START PASSAGE TO READ

The role of exercise and exercise-related factors in the control of mitochondrial oxidative function
Author: Walsh, Brandon
Date: 2002-05-31
Location: Idrottshögskolans aula
Time: 9.00
Department: Institutionen för fysiologi och farmakologi / Department of Physiology and Pharmacology
Abstract
The effects of exercise and exercise-related factors on the control of
mitochondrial oxidative function were investigated in human and rat
skeletal muscle. Oxidative function was assessed through the measurement
of oxygen consumption in chemically permeabilized (skinned) fibers.
Mitochondria in skinned muscle fibers remain in their natural structural
environment, permitting sophisticated mechanisms of respiratory control
to be studied while allowing the surrounding milieu to be manipulated.

END PASSAGE TO READ

Copy the passage of the abstract on mitochondrial oxidative function from "Mitochondria in skinned" to "to be manipulated.", substituting "native" for "natural".

START EXTRACTED ENTRIES

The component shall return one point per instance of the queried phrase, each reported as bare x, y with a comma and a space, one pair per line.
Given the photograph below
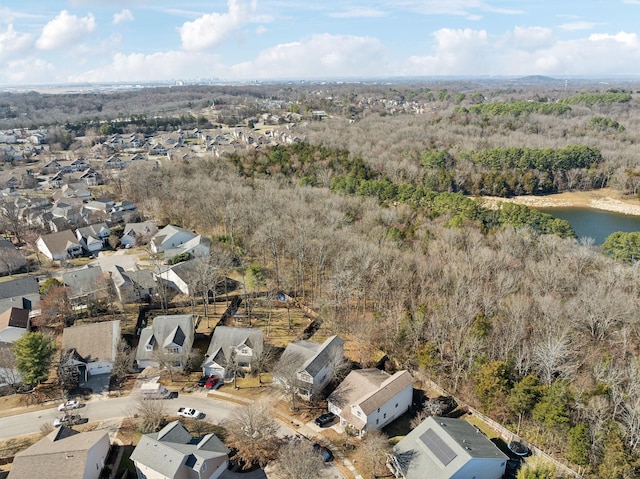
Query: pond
596, 224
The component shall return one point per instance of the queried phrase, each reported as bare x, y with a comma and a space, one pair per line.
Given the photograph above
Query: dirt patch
604, 199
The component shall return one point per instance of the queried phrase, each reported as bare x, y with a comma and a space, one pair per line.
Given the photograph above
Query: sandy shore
604, 199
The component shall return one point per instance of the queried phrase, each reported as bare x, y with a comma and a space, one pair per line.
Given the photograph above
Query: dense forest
370, 222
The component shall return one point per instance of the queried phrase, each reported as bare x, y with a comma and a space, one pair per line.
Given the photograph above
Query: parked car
190, 413
323, 452
68, 420
213, 383
325, 419
68, 405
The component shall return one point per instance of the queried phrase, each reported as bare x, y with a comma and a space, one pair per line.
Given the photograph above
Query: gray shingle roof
178, 327
443, 446
62, 454
95, 341
226, 338
18, 287
173, 447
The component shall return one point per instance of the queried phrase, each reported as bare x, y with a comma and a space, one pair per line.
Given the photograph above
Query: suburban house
136, 234
173, 240
371, 398
95, 346
11, 258
171, 336
57, 246
93, 237
14, 322
134, 285
445, 448
231, 344
86, 284
173, 453
63, 454
316, 363
19, 293
179, 277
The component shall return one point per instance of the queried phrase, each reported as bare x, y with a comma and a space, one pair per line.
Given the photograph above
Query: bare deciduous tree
253, 433
151, 415
298, 460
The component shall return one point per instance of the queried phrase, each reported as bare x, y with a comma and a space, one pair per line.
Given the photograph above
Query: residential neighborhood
175, 338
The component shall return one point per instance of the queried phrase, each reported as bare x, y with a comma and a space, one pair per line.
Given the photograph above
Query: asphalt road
102, 408
99, 408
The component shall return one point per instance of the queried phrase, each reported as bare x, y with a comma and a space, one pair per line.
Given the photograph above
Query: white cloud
138, 67
123, 16
13, 43
452, 7
575, 26
359, 13
213, 28
64, 30
29, 71
321, 56
456, 52
526, 51
529, 38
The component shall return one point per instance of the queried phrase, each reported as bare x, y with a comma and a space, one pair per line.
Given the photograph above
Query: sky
135, 41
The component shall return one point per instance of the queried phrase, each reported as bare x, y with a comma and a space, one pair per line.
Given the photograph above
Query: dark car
323, 452
212, 383
68, 420
202, 381
325, 419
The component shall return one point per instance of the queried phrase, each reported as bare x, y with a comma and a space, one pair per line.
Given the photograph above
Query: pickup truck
190, 413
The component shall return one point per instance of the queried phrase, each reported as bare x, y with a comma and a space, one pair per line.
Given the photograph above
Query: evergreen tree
34, 352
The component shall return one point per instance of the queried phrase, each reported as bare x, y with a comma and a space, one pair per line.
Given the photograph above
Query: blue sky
63, 41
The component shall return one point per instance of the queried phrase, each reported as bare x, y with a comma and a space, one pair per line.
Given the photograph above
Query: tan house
57, 246
95, 346
14, 322
63, 454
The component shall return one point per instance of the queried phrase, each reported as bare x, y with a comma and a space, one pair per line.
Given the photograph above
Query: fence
505, 433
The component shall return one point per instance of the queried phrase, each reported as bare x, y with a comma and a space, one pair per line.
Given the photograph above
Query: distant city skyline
68, 41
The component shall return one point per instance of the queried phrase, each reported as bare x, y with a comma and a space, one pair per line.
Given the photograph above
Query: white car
69, 405
190, 413
68, 421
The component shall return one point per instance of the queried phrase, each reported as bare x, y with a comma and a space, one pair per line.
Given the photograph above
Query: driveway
107, 260
99, 384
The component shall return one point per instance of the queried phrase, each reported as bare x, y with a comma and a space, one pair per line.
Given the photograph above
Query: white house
371, 398
95, 346
231, 344
173, 453
316, 363
61, 245
173, 240
445, 448
135, 234
169, 335
93, 237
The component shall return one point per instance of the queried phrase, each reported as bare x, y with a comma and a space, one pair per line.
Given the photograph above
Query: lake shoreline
605, 199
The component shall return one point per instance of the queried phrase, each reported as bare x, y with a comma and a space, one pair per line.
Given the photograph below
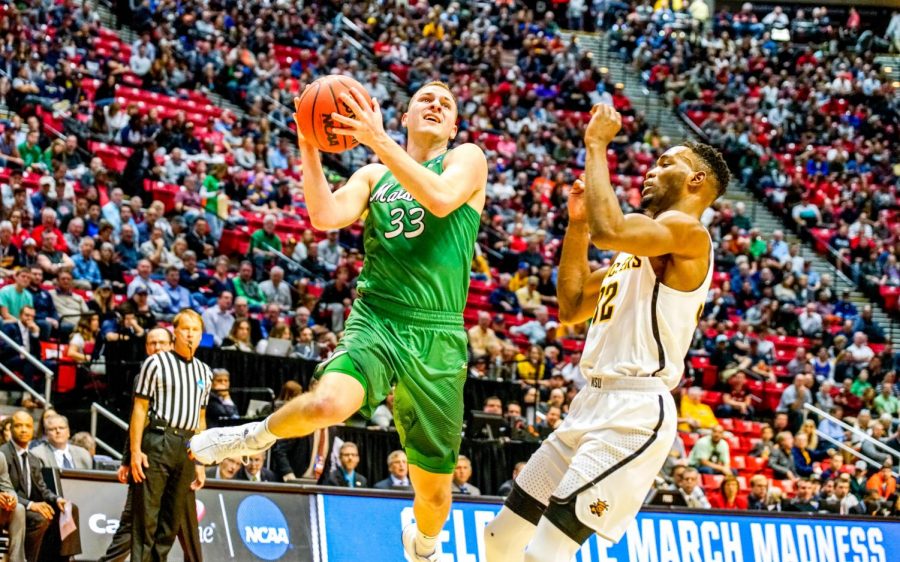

END EXTRACTED ENTRIES

■ RESULT OF THE TASK:
Mitochondria in skinned muscle fibers remain in their native structural
environment, permitting sophisticated mechanisms of respiratory control
to be studied while allowing the surrounding milieu to be manipulated.